# REQUIRED TASK
Locate the line containing "In this exercise you will mark the brown" in the material below. Copy that line and all following lines through the end exactly, omitting any pictures.

^^^^^^^^^^^^^^^^

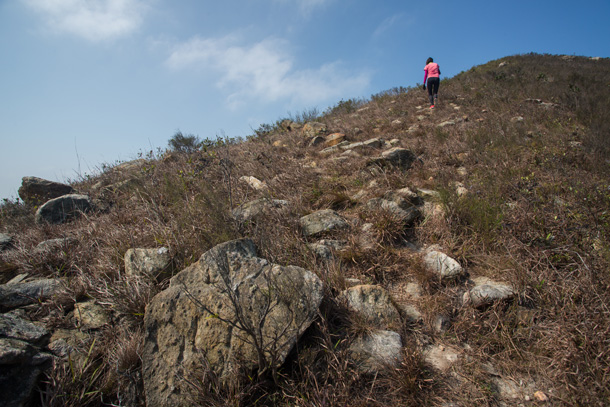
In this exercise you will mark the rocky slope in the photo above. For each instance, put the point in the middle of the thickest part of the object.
(382, 254)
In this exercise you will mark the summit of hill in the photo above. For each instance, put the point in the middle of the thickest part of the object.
(444, 257)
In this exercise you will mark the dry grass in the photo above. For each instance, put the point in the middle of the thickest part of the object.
(536, 215)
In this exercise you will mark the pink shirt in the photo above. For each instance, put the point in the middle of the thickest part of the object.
(431, 71)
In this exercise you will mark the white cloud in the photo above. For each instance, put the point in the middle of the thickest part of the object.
(306, 7)
(94, 20)
(387, 24)
(265, 72)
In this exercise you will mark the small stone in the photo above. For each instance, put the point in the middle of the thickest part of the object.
(540, 396)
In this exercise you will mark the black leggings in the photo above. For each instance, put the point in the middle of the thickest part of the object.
(433, 84)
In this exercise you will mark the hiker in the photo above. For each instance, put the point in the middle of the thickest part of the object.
(432, 74)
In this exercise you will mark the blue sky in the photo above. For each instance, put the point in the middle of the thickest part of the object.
(87, 82)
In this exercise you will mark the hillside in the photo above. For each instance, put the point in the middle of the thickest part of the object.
(475, 234)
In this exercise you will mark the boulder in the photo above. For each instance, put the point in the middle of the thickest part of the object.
(402, 210)
(55, 245)
(443, 265)
(374, 143)
(254, 183)
(155, 263)
(373, 303)
(63, 209)
(396, 157)
(252, 209)
(334, 139)
(321, 222)
(312, 129)
(18, 295)
(6, 242)
(35, 191)
(232, 308)
(376, 352)
(441, 357)
(486, 292)
(90, 315)
(325, 249)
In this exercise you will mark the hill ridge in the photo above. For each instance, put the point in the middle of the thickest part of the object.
(488, 234)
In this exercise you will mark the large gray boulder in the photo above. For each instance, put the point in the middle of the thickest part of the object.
(376, 352)
(321, 222)
(154, 263)
(443, 265)
(252, 209)
(36, 190)
(232, 308)
(6, 242)
(18, 295)
(395, 157)
(21, 359)
(373, 303)
(487, 291)
(63, 209)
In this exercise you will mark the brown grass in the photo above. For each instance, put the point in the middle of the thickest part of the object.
(536, 215)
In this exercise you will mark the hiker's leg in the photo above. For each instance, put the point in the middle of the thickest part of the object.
(437, 83)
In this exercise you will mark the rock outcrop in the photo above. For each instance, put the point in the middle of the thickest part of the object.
(63, 209)
(22, 359)
(321, 222)
(231, 308)
(36, 191)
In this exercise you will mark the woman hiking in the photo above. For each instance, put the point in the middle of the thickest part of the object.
(432, 74)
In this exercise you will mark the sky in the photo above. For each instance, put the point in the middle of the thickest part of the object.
(85, 83)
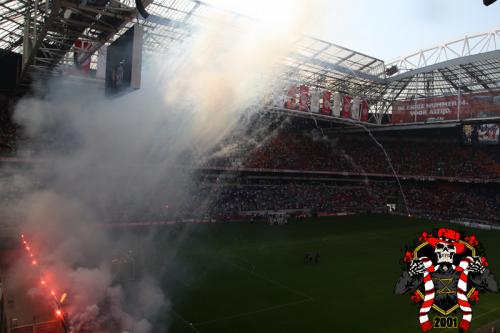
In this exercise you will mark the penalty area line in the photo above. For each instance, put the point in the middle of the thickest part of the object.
(249, 313)
(184, 320)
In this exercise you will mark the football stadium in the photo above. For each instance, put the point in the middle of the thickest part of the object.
(221, 166)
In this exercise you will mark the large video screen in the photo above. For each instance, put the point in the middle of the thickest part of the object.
(481, 134)
(123, 63)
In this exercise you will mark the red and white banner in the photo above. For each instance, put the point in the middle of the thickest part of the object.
(291, 102)
(315, 96)
(355, 108)
(81, 48)
(365, 111)
(346, 106)
(479, 105)
(326, 105)
(337, 104)
(304, 98)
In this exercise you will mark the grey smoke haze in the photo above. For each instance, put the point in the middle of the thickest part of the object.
(108, 159)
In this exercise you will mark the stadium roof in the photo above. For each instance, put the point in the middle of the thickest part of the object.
(469, 64)
(466, 65)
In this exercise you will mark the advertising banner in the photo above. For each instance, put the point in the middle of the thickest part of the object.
(478, 105)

^^^^^^^^^^^^^^^^

# TASK OUTPUT
In this exercise you will mark the brown grass in the photo above. For each instance, put the point in the middle of the thickest part of the object.
(536, 215)
In this exercise you will mark the hiker's leg in the photo above. For each instance, put the point in the middle of the thickest part of the object.
(437, 83)
In this exercise you will mark the rock outcrop in the photo above. For each instance, put the point in the middle of the thickest part of the object.
(63, 209)
(22, 359)
(321, 222)
(231, 308)
(36, 191)
In this exercise you will mark the woman hiking in the photo above. For each instance, put the point in the middle of the thickest part of the object.
(432, 74)
In this exercise you will mark the sky in the photo above. For each instance, put the point in the middle of the thickest part of the object.
(85, 83)
In this exercise you will mark the penalty area line in the photo above. For each instance, put the point in the middle of the thickest part of the object.
(249, 313)
(184, 320)
In this exercise you will mark the football stadium in the photo above. For each instance, put the point in the middle of the thickest part of the object.
(221, 166)
In this exercise you will mark the large video screen in the photo above. For each instance, put the point in the middle of the thickest part of the object.
(481, 134)
(123, 63)
In this exercise you will mark the red and white banner in the photo above. For each instance, put the point in the middle of the thickest part of the object.
(291, 102)
(315, 96)
(355, 108)
(81, 48)
(365, 111)
(346, 106)
(479, 105)
(326, 105)
(337, 104)
(304, 98)
In this exercise you will mark the grey smoke haze in the photo above. For each instance, put the point in the middle of the thickest part of the object.
(108, 159)
In this exercise you will mark the stadium roof in the photo above. For each instance, put the point in the middle of the thickest part of the object.
(469, 64)
(466, 65)
In this exercise you will mark the advertising banner in the photo above. For each instance, put the point in the middle of the thickest part of the object.
(478, 105)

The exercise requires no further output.